** START OF Records to use **
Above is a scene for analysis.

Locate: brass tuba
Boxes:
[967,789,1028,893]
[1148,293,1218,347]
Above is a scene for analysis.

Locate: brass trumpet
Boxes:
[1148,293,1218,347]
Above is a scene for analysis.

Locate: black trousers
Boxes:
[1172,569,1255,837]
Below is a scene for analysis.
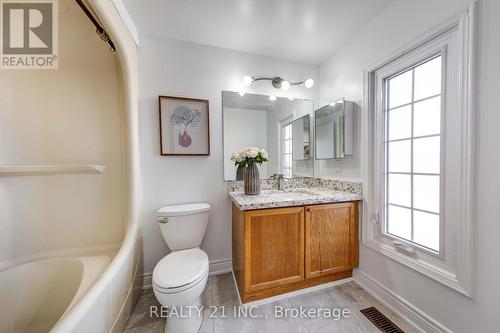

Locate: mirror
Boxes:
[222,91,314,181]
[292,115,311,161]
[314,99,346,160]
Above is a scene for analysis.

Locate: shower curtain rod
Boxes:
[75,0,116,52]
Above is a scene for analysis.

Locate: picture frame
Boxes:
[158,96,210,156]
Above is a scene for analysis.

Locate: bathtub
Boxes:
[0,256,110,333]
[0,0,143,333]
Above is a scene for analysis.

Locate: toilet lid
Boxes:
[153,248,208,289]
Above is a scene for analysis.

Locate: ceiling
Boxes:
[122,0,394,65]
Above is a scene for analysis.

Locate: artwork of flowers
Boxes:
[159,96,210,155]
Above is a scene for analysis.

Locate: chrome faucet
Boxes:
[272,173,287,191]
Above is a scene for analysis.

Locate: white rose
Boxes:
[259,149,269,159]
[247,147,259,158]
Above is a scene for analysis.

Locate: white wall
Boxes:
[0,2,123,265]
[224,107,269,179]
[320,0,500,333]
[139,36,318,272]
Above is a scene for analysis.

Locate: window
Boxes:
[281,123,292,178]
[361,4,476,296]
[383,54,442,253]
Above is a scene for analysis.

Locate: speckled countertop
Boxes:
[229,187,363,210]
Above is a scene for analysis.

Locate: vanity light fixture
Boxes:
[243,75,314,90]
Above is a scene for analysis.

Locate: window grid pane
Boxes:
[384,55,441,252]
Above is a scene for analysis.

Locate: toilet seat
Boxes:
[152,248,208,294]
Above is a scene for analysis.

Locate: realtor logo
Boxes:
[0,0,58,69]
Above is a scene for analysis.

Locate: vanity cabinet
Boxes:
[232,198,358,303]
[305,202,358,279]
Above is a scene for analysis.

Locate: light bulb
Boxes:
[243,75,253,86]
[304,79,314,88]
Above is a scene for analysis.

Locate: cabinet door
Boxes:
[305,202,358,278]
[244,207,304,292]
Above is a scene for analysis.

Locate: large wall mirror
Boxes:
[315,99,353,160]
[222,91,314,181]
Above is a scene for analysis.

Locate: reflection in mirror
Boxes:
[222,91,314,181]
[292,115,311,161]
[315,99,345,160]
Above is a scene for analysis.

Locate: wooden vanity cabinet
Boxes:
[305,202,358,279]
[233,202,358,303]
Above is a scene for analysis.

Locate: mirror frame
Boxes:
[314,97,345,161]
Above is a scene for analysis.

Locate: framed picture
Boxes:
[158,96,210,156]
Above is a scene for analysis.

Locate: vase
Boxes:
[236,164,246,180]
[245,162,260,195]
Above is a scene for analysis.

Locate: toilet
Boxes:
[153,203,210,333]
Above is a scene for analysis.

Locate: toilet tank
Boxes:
** END OF Records to use **
** START OF Records to use **
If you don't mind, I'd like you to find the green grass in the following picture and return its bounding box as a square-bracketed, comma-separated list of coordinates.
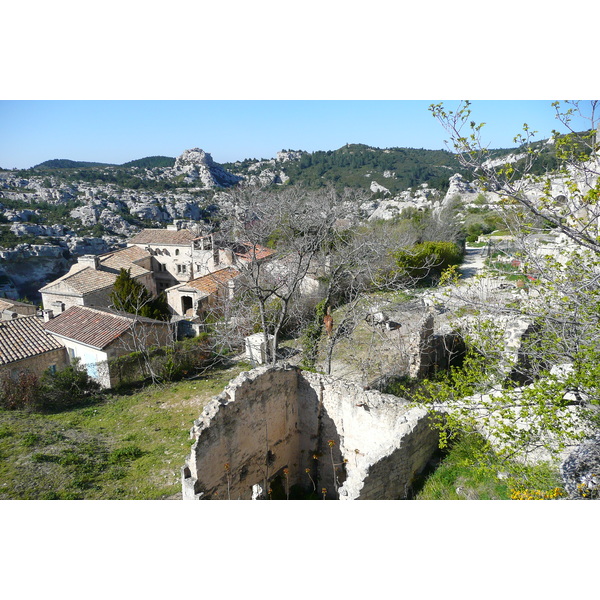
** END OF Records to use **
** START OF Records to use **
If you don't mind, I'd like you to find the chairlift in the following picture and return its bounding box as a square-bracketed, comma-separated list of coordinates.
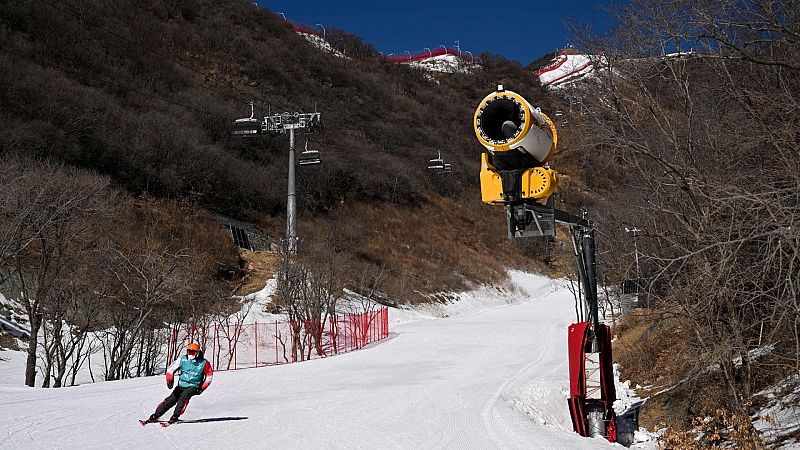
** END OF Records to use **
_Objective_: Count the lines in the listing that contain the string "cabinet", where case matters, and reply with the number alone.

_Response to the task_: 3